__What to produce__
Everything from the line that contains "instance of the sky" through the last line of the listing must be copied exactly, with both of those lines included and no others.

__Extracted entries__
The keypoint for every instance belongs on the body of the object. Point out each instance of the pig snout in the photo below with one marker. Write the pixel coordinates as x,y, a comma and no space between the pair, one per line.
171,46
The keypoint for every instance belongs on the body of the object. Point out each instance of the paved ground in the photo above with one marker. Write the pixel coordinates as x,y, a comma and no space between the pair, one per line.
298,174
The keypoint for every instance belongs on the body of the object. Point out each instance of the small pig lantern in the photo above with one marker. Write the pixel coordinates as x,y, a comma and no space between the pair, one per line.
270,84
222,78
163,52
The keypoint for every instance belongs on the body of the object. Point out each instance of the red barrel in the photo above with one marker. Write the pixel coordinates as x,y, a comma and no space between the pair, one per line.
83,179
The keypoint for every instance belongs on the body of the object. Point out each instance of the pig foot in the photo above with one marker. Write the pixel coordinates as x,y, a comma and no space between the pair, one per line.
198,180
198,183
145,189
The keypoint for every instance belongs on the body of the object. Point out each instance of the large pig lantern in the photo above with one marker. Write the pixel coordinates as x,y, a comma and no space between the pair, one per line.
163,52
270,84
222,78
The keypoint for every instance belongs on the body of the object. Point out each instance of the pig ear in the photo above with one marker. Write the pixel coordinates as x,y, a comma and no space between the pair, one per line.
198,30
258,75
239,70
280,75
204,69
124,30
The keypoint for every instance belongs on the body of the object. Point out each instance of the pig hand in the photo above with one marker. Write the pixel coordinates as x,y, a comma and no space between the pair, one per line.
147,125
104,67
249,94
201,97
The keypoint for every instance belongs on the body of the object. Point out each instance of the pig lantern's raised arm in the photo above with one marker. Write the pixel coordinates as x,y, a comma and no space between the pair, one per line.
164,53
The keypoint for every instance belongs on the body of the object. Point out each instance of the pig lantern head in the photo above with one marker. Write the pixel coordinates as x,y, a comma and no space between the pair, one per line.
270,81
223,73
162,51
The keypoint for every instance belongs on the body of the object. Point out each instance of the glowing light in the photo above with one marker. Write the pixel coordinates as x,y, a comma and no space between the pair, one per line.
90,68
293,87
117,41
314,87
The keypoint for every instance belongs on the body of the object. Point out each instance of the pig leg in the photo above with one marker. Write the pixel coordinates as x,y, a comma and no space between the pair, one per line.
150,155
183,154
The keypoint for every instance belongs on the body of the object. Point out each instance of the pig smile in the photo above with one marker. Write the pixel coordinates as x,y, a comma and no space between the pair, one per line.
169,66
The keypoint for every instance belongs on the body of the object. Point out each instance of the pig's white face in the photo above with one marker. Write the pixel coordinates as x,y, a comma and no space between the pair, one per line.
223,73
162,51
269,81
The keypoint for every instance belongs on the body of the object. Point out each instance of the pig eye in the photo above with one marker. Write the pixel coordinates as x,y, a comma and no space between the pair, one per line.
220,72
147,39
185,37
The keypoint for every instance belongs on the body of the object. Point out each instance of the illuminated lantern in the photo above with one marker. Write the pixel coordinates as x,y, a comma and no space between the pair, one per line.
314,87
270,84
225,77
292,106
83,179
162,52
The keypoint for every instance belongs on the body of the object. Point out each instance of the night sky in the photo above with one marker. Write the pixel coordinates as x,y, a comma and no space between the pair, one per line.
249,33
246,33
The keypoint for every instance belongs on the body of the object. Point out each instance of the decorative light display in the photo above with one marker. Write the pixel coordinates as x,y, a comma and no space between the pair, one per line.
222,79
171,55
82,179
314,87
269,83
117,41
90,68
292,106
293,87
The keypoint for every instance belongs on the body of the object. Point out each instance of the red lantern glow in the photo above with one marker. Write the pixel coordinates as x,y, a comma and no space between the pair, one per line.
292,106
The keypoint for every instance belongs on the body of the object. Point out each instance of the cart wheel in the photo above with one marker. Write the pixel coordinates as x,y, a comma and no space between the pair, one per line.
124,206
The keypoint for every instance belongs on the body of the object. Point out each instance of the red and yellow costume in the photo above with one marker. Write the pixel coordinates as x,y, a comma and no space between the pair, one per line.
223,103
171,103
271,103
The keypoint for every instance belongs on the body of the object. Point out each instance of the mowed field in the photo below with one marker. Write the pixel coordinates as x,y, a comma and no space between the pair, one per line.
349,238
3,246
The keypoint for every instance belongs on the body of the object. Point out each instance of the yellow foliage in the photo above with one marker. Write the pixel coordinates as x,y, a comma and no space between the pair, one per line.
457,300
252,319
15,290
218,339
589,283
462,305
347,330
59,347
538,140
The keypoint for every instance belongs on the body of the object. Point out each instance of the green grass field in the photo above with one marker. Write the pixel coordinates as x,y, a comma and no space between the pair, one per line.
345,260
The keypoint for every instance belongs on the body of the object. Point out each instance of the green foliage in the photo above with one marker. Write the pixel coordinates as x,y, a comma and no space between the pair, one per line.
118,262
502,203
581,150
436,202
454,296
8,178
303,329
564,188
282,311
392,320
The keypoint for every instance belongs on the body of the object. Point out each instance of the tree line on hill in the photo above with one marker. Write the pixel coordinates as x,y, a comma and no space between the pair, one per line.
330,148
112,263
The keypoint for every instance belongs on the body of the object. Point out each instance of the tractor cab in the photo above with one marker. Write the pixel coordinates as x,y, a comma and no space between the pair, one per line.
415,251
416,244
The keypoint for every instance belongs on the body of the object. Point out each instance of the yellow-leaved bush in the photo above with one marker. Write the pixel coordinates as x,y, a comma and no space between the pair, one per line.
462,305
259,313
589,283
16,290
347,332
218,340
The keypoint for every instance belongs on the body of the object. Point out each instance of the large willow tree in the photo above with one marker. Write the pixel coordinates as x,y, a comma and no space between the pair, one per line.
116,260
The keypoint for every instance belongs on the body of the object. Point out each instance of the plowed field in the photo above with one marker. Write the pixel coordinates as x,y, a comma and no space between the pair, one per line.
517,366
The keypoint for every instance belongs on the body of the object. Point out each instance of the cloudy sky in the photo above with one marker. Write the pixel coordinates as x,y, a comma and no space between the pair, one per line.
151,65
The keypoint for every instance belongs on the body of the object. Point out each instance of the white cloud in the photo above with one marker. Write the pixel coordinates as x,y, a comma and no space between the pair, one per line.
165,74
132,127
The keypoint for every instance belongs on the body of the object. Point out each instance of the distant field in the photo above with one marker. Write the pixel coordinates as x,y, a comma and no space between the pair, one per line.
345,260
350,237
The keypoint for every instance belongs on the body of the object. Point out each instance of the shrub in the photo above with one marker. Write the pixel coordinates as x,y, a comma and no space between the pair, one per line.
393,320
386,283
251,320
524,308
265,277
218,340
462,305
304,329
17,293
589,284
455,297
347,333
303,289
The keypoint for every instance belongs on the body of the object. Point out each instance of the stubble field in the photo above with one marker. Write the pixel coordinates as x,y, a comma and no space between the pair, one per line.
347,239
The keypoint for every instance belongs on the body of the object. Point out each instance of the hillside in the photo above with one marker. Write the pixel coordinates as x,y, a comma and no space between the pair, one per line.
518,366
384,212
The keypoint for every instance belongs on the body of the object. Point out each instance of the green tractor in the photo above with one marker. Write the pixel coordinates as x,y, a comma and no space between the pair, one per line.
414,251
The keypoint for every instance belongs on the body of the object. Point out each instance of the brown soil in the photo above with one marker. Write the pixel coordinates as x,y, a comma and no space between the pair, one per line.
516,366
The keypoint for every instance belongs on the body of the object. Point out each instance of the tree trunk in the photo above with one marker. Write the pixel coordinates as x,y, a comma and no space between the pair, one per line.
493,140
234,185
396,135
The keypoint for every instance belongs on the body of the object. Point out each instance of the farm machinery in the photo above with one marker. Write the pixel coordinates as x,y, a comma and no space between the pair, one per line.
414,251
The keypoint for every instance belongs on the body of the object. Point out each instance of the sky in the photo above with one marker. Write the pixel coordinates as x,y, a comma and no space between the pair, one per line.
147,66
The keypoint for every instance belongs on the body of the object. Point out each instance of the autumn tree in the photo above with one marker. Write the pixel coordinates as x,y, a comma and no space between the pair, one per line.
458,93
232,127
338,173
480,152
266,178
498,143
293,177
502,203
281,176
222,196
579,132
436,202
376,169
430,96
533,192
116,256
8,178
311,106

__Task output__
The keypoint for every instance belongs on the body of the object. Point out each instance of the sky in the photo above with one marker. Write the pixel coordinates as x,y, a comma and no space between the pair, one per line.
147,66
The keypoint for every instance belongs on the body of the object. Point out each instance of the autumn tree in the photo above with one marker. Write the pixel coordinates as x,y, a comma and no space between the pair, one per line.
458,93
232,127
338,173
480,152
266,178
498,143
293,177
502,203
281,176
222,196
579,132
436,202
376,169
430,96
533,192
116,256
8,178
311,106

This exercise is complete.